=== Extrait du document ===
Je fonce le moule à tarte avec la pâte brisée, étale la compotée de poireaux, recouvre de migaine et enfourne pour une trentaine de minutes à 190 °C.

Je n’aurai plus qu’à remettre à température au moment de servir si la tarte a trop refroidi…


Comme garniture de mon cochon roussi j’ai prévu un chou portugais sauté. Ce chou offre une forte ressemblance avec les tendres pousses de choux à vaches que ma grand-mère poitevine cuisinait sous le nom de brocolis. Je prive mes choux achetés à la boutique portugaise des halles locales de l’extrémité de leurs queues, fais disparaître quelques feuilles tendance moche jaunies, lave bien avant de ciseler grossièrement, et balance ces feuillages dans une poêle où crépite une grosse noix de saindoux. 

chou portugais
Portugais coriace


Comme prévu, après quelques minutes, le contenu a bien réduit. Je goûte pour vérifier si ce légume est resté légèrement al dente comme je le souhaite. Et... Et, horreur, enfer et damnation ! Je n’ai jamais mangé quoi que ce soit d’aussi filandreux. Ça se coince entre les molaires, ça s’enroule autour des incisives, ça chatouille la glotte. Comment s’en débarrasser ? La hantise du cure-dent, l’échec d’Oral-B… Bref, impossible de servir ces cordages à des invités. Même le végan le plus acharné n’oserait prendre la défense de ce légume malfaisant, il me le cracherait au visage – enfin si sa bouche pouvait s’en dépêtrer.

Il me faut d’urgence improviser un plan B…

J’ai trouvé ! Je ne voulais pas du sempiternel riz-haricots rouges, mais pourquoi pas accompagner le cochon roussi de maïs ? Il me suffit d’ouvrir une boîte et la réchauffer. Le géant vert qui est en moi reprend du poil de la bête. Il me reste trois piments végétariens : leurs notes de couleur ajoutées au jaune éclatant du maïs, ça aura de la gueule sur le fond roussi, pas vrai ?

 

Les invités sont là.


La tarte aux poireaux 

Juste un petit retour au four pour la tarte aux poireaux qui arrive sur la table.
=== Lignes de données ===
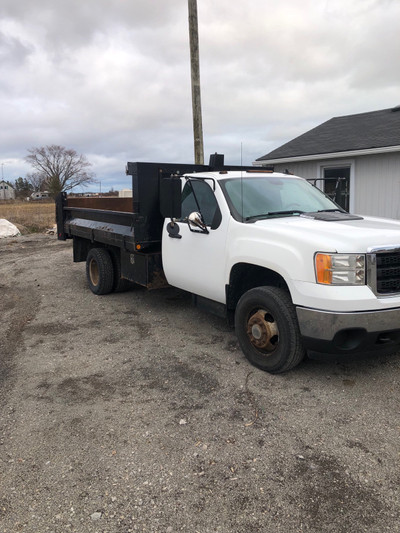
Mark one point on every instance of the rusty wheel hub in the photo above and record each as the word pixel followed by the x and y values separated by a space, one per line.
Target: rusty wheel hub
pixel 263 331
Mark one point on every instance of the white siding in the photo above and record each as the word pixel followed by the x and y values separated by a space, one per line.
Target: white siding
pixel 378 185
pixel 375 189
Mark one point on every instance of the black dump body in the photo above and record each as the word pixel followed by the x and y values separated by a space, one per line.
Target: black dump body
pixel 129 228
pixel 122 222
pixel 127 222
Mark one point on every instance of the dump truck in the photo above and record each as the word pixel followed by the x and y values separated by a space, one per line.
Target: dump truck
pixel 293 272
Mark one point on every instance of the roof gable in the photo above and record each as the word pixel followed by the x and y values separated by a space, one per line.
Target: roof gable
pixel 376 129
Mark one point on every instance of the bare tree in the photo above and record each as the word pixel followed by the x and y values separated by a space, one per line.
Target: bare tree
pixel 58 168
pixel 36 180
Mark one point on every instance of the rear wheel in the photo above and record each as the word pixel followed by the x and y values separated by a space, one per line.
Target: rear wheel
pixel 99 271
pixel 267 329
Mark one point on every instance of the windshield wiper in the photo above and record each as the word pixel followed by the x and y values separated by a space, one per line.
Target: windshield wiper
pixel 331 210
pixel 274 213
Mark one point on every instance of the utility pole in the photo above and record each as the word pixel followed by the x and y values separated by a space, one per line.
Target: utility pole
pixel 195 72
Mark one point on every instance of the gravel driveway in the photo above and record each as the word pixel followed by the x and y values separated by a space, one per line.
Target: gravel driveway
pixel 137 412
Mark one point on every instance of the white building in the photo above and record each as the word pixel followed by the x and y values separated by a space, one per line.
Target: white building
pixel 6 191
pixel 358 156
pixel 125 193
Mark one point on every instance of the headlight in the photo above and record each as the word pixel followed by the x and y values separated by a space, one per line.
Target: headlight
pixel 340 269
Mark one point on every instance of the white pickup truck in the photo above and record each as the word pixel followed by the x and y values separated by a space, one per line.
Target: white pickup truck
pixel 292 270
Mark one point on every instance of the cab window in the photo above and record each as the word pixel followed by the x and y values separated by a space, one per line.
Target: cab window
pixel 197 195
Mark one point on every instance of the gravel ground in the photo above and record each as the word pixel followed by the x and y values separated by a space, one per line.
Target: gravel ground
pixel 137 412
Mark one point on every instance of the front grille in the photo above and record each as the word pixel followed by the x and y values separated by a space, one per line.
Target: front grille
pixel 388 272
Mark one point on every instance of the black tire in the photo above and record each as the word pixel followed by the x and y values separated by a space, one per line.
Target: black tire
pixel 120 284
pixel 267 329
pixel 99 271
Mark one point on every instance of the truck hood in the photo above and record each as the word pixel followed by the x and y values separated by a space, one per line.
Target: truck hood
pixel 341 236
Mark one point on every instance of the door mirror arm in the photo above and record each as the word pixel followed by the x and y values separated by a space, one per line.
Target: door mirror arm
pixel 196 223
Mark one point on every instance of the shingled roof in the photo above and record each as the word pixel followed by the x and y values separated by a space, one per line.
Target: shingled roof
pixel 364 131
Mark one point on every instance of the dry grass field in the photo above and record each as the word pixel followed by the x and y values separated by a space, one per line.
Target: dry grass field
pixel 29 217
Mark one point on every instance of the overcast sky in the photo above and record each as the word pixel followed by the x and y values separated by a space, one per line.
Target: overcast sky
pixel 111 79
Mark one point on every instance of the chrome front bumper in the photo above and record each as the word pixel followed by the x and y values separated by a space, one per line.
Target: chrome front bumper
pixel 331 332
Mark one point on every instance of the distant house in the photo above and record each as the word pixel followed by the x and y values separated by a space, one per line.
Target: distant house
pixel 40 195
pixel 6 191
pixel 358 156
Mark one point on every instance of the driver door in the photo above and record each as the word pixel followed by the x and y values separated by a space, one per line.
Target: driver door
pixel 195 259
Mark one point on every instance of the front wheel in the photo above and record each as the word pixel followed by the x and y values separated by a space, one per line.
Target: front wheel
pixel 267 329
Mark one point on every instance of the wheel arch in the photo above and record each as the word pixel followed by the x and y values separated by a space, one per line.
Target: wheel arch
pixel 246 276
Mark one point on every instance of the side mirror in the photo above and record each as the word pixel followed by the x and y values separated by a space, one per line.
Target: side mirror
pixel 195 220
pixel 170 197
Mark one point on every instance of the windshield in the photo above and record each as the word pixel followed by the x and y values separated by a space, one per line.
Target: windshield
pixel 264 197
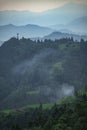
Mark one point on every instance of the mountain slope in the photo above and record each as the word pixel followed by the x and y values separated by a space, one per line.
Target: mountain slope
pixel 40 72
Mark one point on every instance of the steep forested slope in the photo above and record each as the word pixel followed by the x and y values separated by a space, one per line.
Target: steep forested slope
pixel 40 72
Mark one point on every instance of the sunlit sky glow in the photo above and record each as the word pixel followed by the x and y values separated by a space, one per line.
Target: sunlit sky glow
pixel 35 5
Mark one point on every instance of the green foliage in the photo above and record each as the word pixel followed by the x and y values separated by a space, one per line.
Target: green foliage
pixel 27 67
pixel 68 116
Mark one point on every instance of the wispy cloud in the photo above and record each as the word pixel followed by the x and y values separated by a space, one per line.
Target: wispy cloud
pixel 35 5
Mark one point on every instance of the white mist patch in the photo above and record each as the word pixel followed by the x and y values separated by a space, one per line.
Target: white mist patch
pixel 67 90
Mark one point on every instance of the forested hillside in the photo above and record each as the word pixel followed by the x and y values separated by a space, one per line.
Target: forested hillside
pixel 34 72
pixel 69 114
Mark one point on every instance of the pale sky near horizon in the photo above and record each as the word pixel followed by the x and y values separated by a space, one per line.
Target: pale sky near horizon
pixel 35 5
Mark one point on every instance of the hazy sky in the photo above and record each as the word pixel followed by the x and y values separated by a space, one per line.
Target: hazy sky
pixel 35 5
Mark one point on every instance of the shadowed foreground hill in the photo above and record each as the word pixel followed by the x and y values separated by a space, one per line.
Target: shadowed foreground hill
pixel 70 114
pixel 40 72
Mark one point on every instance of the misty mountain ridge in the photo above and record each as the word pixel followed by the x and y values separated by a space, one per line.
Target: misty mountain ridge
pixel 76 26
pixel 73 28
pixel 26 31
pixel 34 72
pixel 60 35
pixel 63 15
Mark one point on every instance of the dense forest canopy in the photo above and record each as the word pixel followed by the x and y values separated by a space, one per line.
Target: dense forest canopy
pixel 34 72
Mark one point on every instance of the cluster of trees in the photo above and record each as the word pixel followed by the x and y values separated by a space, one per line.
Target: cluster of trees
pixel 27 65
pixel 68 115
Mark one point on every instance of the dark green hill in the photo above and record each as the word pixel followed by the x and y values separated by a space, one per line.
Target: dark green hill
pixel 40 72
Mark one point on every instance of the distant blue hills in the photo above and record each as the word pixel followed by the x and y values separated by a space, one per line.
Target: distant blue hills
pixel 61 15
pixel 72 29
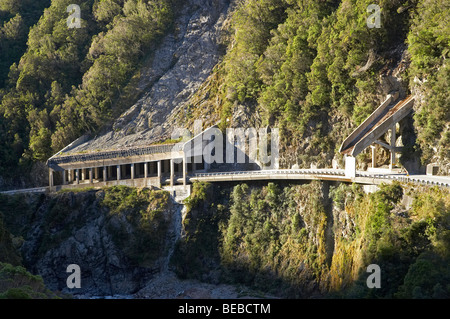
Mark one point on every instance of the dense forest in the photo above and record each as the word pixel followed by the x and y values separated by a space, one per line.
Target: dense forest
pixel 313 68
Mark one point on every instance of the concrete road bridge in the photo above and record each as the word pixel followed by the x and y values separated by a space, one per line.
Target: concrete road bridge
pixel 176 166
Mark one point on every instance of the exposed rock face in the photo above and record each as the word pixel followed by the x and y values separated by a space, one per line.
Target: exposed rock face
pixel 180 65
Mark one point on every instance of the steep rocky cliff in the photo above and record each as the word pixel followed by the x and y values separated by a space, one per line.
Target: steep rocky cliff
pixel 120 238
pixel 179 66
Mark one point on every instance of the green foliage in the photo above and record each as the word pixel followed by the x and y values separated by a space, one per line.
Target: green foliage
pixel 281 239
pixel 146 212
pixel 68 80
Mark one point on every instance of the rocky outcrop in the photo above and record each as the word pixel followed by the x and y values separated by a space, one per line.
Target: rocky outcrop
pixel 76 228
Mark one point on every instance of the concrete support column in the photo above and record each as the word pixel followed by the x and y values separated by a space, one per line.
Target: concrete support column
pixel 159 169
pixel 50 177
pixel 350 167
pixel 172 171
pixel 374 155
pixel 184 170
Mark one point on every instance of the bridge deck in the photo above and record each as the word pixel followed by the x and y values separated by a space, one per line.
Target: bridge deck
pixel 337 175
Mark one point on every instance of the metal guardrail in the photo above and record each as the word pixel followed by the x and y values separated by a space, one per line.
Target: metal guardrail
pixel 26 190
pixel 400 178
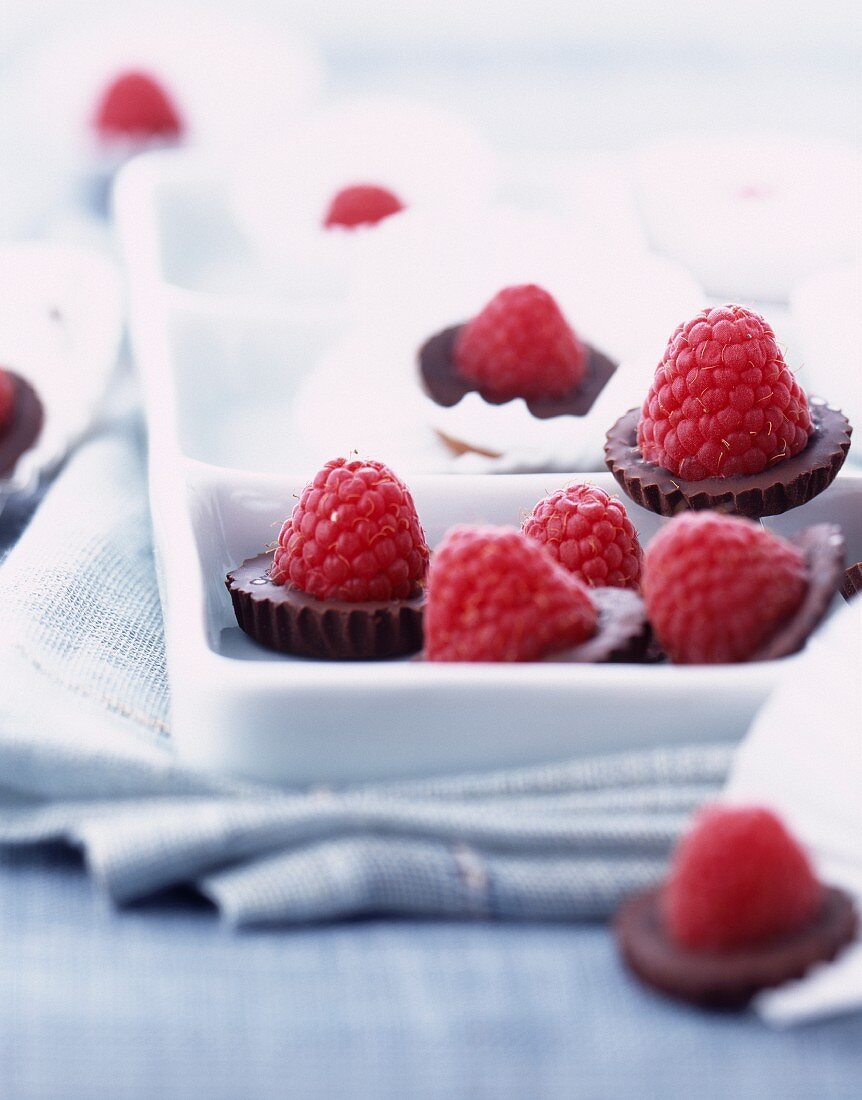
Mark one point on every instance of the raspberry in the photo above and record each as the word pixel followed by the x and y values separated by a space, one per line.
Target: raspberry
pixel 362 205
pixel 717 587
pixel 354 536
pixel 134 105
pixel 7 398
pixel 738 878
pixel 496 595
pixel 724 402
pixel 589 532
pixel 520 345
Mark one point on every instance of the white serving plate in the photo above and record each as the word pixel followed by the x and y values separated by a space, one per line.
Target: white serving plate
pixel 240 708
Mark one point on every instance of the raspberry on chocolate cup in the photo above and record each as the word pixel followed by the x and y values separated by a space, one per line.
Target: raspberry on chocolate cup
pixel 346 579
pixel 21 419
pixel 722 589
pixel 588 531
pixel 741 911
pixel 496 595
pixel 519 347
pixel 726 426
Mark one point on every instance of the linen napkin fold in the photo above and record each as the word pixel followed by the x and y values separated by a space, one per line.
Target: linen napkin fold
pixel 85 756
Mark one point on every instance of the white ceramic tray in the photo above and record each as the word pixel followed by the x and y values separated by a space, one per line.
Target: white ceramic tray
pixel 240 708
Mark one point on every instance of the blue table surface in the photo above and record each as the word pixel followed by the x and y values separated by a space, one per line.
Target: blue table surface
pixel 161 1001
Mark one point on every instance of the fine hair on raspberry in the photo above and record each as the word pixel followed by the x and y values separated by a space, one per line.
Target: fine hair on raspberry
pixel 724 402
pixel 354 535
pixel 589 532
pixel 496 595
pixel 717 587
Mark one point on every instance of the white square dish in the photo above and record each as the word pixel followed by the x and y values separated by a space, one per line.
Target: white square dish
pixel 240 708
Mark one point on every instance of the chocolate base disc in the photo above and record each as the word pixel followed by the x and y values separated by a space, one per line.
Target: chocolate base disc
pixel 293 622
pixel 785 485
pixel 851 583
pixel 622 634
pixel 24 425
pixel 824 548
pixel 444 385
pixel 727 979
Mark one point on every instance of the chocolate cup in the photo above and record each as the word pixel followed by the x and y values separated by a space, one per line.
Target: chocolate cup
pixel 727 979
pixel 444 385
pixel 24 425
pixel 622 634
pixel 291 622
pixel 851 583
pixel 785 485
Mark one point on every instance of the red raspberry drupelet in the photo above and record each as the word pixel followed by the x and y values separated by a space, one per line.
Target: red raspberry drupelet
pixel 353 536
pixel 738 879
pixel 520 345
pixel 717 587
pixel 589 532
pixel 135 106
pixel 496 595
pixel 724 402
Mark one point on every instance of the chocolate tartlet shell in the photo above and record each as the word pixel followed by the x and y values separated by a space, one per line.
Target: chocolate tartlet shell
pixel 291 622
pixel 24 425
pixel 780 487
pixel 824 548
pixel 445 386
pixel 851 583
pixel 622 634
pixel 728 979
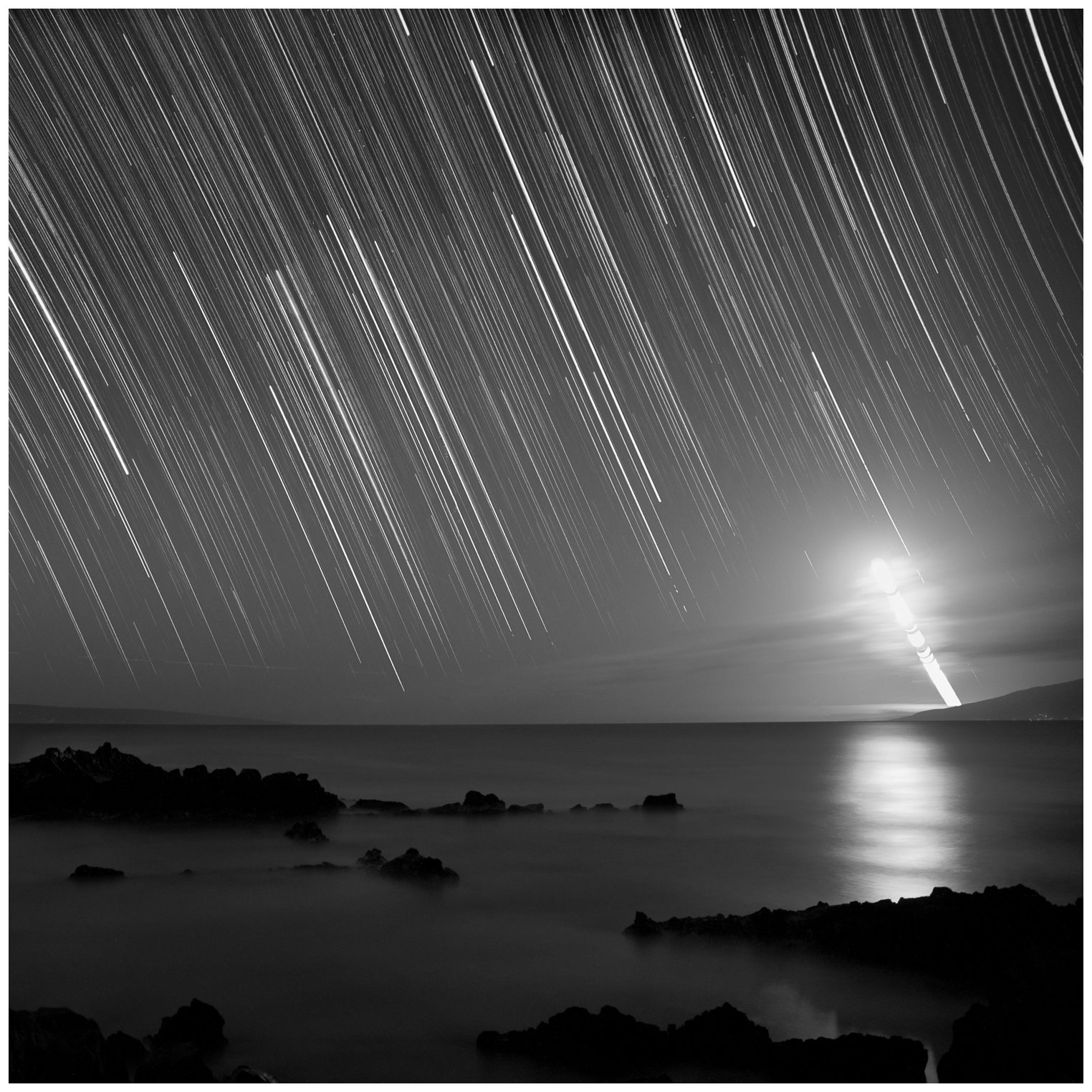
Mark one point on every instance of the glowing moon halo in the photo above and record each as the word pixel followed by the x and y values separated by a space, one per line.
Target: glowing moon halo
pixel 906 618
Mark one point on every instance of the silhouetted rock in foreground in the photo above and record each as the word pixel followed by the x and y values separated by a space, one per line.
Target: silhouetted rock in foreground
pixel 94 873
pixel 615 1046
pixel 181 1064
pixel 1031 1031
pixel 108 784
pixel 474 804
pixel 306 830
pixel 198 1023
pixel 665 803
pixel 410 866
pixel 62 1046
pixel 945 931
pixel 1025 950
pixel 59 1045
pixel 383 807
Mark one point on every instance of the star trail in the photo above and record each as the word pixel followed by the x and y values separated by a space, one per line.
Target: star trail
pixel 408 344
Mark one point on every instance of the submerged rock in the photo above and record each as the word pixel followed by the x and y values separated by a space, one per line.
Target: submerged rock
pixel 474 804
pixel 59 1046
pixel 179 1064
pixel 615 1046
pixel 197 1023
pixel 306 830
pixel 110 784
pixel 383 807
pixel 410 866
pixel 665 803
pixel 373 858
pixel 852 1058
pixel 246 1073
pixel 93 873
pixel 945 931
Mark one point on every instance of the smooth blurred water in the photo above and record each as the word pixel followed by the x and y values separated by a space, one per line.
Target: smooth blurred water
pixel 346 977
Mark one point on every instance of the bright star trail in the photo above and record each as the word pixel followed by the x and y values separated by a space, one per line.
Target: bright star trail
pixel 408 345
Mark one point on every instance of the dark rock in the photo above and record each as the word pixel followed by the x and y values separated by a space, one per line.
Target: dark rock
pixel 126 1048
pixel 851 1058
pixel 93 873
pixel 59 1046
pixel 1031 1031
pixel 413 866
pixel 615 1046
pixel 722 1035
pixel 383 806
pixel 306 830
pixel 608 1044
pixel 954 933
pixel 178 1064
pixel 373 858
pixel 198 1023
pixel 110 784
pixel 474 804
pixel 665 803
pixel 241 1073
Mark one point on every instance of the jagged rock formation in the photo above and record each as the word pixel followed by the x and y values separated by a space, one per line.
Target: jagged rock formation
pixel 306 830
pixel 62 1046
pixel 381 807
pixel 613 1046
pixel 94 873
pixel 947 931
pixel 664 803
pixel 59 1045
pixel 1023 949
pixel 410 866
pixel 110 784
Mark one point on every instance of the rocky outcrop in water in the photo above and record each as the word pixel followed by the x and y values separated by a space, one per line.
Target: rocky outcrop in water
pixel 664 803
pixel 380 807
pixel 59 1045
pixel 410 866
pixel 94 873
pixel 306 830
pixel 110 784
pixel 474 804
pixel 945 931
pixel 613 1046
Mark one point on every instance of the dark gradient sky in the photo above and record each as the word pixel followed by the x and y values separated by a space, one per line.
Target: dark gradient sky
pixel 552 366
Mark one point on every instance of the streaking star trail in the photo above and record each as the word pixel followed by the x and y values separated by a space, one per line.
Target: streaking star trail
pixel 906 618
pixel 398 346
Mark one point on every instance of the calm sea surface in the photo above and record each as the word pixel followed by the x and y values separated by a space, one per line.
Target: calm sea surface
pixel 345 977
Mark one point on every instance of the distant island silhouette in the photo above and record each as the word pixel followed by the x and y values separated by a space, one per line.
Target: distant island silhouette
pixel 1063 701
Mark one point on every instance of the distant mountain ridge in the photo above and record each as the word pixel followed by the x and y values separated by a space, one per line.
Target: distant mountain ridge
pixel 1063 701
pixel 90 714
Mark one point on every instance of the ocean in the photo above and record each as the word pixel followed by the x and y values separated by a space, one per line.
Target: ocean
pixel 348 977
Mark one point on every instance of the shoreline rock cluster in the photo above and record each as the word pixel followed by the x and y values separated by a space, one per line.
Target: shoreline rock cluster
pixel 489 804
pixel 613 1046
pixel 57 1045
pixel 1025 950
pixel 110 784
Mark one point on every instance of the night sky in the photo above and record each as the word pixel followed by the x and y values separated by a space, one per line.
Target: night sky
pixel 462 366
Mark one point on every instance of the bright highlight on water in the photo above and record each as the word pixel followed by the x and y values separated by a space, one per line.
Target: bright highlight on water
pixel 906 618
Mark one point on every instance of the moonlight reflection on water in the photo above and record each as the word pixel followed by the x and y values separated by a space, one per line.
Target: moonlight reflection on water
pixel 901 815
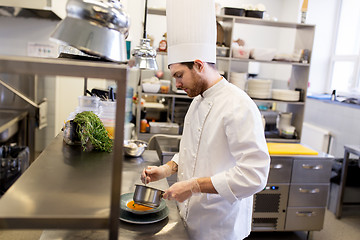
===
Série d'exercices
1. Prélevez dans l'extrait du document le passage qui s'ouvre sur les mots contenant « Comme garniture de » et se clôt sur « noix de saindoux. ».
2. Traduisez en anglais, s'il vous plaît, cette phrase de l'extrait du document : « Je n’ai jamais mangé quoi que ce soit d’aussi filandreux. »

Réponses finales
1.
Comme garniture de mon cochon roussi j’ai prévu un chou portugais sauté. Ce chou offre une forte ressemblance avec les tendres pousses de choux à vaches que ma grand-mère poitevine cuisinait sous le nom de brocolis. Je prive mes choux achetés à la boutique portugaise des halles locales de l’extrémité de leurs queues, fais disparaître quelques feuilles tendance moche jaunies, lave bien avant de ciseler grossièrement, et balance ces feuillages dans une poêle où crépite une grosse noix de saindoux.

2. I have never eaten anything so stringy.